The whole listing below needs to be retyped without a single change.
Top of DATA FOR REVIEW
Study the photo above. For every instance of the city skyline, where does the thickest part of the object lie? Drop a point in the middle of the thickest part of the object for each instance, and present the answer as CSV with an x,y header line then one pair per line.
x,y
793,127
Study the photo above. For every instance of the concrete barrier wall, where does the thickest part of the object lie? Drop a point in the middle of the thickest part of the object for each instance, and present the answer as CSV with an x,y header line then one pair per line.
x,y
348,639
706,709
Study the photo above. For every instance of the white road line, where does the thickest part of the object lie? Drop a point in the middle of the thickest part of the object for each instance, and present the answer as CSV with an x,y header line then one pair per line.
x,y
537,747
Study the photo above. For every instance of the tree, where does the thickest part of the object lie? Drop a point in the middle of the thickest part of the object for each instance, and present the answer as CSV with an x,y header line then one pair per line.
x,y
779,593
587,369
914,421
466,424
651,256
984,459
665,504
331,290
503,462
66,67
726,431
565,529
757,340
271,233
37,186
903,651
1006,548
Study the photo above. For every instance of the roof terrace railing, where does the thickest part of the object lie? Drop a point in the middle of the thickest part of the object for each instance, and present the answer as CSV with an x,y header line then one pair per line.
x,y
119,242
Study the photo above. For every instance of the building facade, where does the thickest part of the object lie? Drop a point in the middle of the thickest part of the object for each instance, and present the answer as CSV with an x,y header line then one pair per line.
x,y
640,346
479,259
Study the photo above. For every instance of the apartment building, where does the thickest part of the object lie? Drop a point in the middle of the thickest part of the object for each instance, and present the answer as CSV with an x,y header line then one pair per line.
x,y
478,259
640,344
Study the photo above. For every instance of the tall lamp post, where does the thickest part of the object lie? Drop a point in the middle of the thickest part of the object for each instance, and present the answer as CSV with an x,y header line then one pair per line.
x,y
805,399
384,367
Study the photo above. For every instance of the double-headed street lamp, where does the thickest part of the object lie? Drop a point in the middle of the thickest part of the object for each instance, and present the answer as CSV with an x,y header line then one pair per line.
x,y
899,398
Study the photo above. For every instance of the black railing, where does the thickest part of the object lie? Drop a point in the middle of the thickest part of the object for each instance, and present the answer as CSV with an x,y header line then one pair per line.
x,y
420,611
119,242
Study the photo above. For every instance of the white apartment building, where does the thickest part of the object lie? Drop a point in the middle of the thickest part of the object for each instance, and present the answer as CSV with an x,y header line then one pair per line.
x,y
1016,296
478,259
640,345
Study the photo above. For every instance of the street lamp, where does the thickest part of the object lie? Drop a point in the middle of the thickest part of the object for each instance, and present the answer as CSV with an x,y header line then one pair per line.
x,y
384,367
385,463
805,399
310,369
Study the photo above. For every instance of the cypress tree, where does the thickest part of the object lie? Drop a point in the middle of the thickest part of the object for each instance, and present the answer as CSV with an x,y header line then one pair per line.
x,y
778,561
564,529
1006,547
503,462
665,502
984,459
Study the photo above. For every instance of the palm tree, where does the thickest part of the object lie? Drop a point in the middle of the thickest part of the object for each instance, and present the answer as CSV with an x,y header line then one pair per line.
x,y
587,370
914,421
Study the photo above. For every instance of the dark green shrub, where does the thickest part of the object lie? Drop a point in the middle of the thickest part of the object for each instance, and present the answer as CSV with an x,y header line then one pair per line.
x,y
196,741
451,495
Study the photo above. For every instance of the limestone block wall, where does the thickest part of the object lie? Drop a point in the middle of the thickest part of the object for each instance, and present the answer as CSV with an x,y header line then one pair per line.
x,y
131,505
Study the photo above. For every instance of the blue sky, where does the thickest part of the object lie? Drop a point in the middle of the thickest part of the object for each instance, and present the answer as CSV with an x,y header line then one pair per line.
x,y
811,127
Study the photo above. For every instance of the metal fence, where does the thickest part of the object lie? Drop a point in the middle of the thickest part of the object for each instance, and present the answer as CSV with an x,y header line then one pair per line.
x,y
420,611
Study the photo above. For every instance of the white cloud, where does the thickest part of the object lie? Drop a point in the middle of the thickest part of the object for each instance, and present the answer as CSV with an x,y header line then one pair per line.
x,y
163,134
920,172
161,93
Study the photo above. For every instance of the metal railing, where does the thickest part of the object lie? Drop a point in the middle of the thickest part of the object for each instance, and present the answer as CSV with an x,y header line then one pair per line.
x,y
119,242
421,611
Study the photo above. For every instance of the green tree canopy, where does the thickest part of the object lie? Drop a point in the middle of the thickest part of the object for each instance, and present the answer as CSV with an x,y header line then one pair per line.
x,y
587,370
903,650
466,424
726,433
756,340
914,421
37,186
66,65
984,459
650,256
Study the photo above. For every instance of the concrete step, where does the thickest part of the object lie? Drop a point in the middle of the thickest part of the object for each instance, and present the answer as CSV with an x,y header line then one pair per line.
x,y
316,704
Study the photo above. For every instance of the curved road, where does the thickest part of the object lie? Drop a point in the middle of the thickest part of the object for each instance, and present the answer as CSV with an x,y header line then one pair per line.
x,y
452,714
Bottom of DATA FOR REVIEW
» RESULT OF THE TASK
Study the photo above. For every instance of the city skyline, where does the thickest part of the object lie? Drop a point in the middle of the thickest part of the object for each instance, and present the answer as CSV with an x,y header line then one pair per line.
x,y
793,127
Study the photo above. For every instance of the concrete barrier wall, where does the thickest part of the object lie? Drop a point in the middle of the thickest part of the object for each instance, and present the answer as CSV with an x,y header line then one pair per line.
x,y
348,639
706,709
Study the photo above. For every instance of the white road line, where does the thickest part of the object lie? Drop a point in the middle of the thickest part of the object for each instance, and present the answer as CSV with an x,y header line then one pair per line.
x,y
537,747
Study the photo above. For every instance of the tree, where does the thickest part of the object lie? Drop a point in the middle of the thickest part of the object for each instance, and present the answer as CSV with an x,y header line then one pair per line.
x,y
779,593
587,369
914,421
466,424
651,256
984,459
665,504
331,290
503,462
66,67
726,431
565,529
757,340
271,233
37,186
903,651
1006,548
Study the photo above. For every instance of the roof terrace railing, where does the thickest part of the object lie? Drop a point in the middle of the thickest part of the object for each instance, and present the answer as CSV with an x,y header line then one pair per line.
x,y
119,242
Study the photo above. For every instance of the building facade, where does the thickest part of the object lie? Drop a point in the middle of the thickest part of the object for each instance, and present the answer as CSV with an x,y header line then one pair per line.
x,y
640,346
479,259
Study the photo above. For every instance of the apartment building, where does the thickest part of the object lie? Drop a point in the middle of the thickest part of the object for each instance, and present the answer as CSV with an x,y header line then one pair per line.
x,y
478,259
640,344
Study the photo above. For every instance of the tall lamp post, where does the thickest part of the object lie? Drop a point in the middle of the thickest part of the object for each instance, and present the answer as CSV with an x,y header line then one pair per line.
x,y
805,399
384,367
Study the photo above. For every instance of the double-headed street lamp, where does the thickest part of the object lie? Drop a point in the middle of the thickest part of the object for each instance, and present the answer as CSV with an x,y header line then one pair per line.
x,y
899,398
Study the photo above. For every instance of the black railing, where does the thickest part of the object lie? Drop a point in the middle of the thickest part of the object for each instance, and present the answer as CSV with an x,y header line then one pair per line.
x,y
420,611
119,242
Study the photo above. For every instance of the white apartment building, where does the thickest part of the object lie? Drop a point in the middle of the thickest part of the object for each instance, and present the answer as CSV with an x,y header line then one pair per line.
x,y
1016,296
478,259
640,345
Study the photo above. For every instance of the street lamp, where does the thickest part of the object lie? Drop a point in the middle of the thickest part of the object for each instance, and present the answer as CSV with an x,y header line then one pair per line.
x,y
384,367
385,463
805,399
310,369
Study the photo above. For every instance of the cypress tree, where does the thickest part of the object lie? Drop a point in the middle of the thickest part of the object for each instance, and present the answer as CSV with an x,y header line then one pair per line.
x,y
778,561
564,529
1006,547
503,462
665,502
984,459
Study the photo above. For every instance of the palm tree, where does the thickest part of the object lie? Drop a point in the middle of the thickest part of the object for each instance, and present the answer as CSV with an x,y header line then one pair per line.
x,y
587,370
914,421
Study the photo above. For every instance of the dark green shrub, where does the thickest part of the object lie? Drop a point in the middle of the thickest part of the object for each instance, and present the answer as CSV with an x,y header line then one pair per line.
x,y
196,741
451,495
Study the photo above. For every instance of the limestone block wall, where does the thickest part of the object lie? Drop a point in the middle of the thickest part of the object for each instance, and present the answer as CSV with an x,y header line then one pair per line.
x,y
131,505
Study the photo above. For every instance of the blue sky, where does the thickest part of the object lie? Drop a point in the middle of the thickest part of the object for each instance, and present the answer as CSV with an x,y header line then one pair per line.
x,y
811,127
Study the photo above. For every instance of the metal fence, where does the thickest part of the object lie? Drop a point in the middle of the thickest part of the object for each instance, and present the answer as CSV with an x,y header line then one pair per line.
x,y
420,611
Study the photo above. For every instance of the white cloud, where does the thickest part of the object lie? Drop a point in the middle of the thickest part of the object for each instance, and present the answer as CSV with an x,y header line then one pair per line.
x,y
163,134
920,172
161,93
Study the photo above. For every instance of the metal railing, where does the thickest part of the object lie? Drop a point in the middle of the thickest part of the object for each instance, and present the answer as CSV with an x,y header line then one pair per line.
x,y
119,242
421,611
Study the photo above. For every instance of the green tree canopy, where does the thickest part of the object lie? Drop a point in the middle of the thickest part of the object for each instance, and present the answer as CSV with an x,y header line then one pair per line.
x,y
587,370
903,650
466,424
726,433
756,340
914,421
37,186
66,65
984,459
650,256
Study the photo above. For every instance of the concrete step, where does the thickest part of the object lie? Drop a point in the middle of the thickest part of the object for each instance, and present the answer as CSV with an x,y header line then one pair per line.
x,y
316,704
Study the photo above. For every instance of the curved road, where does the thickest part of the object lie? Drop a point in the middle of the thickest part of the object for each instance, and present the answer as CSV with an x,y header line then one pair per line.
x,y
452,714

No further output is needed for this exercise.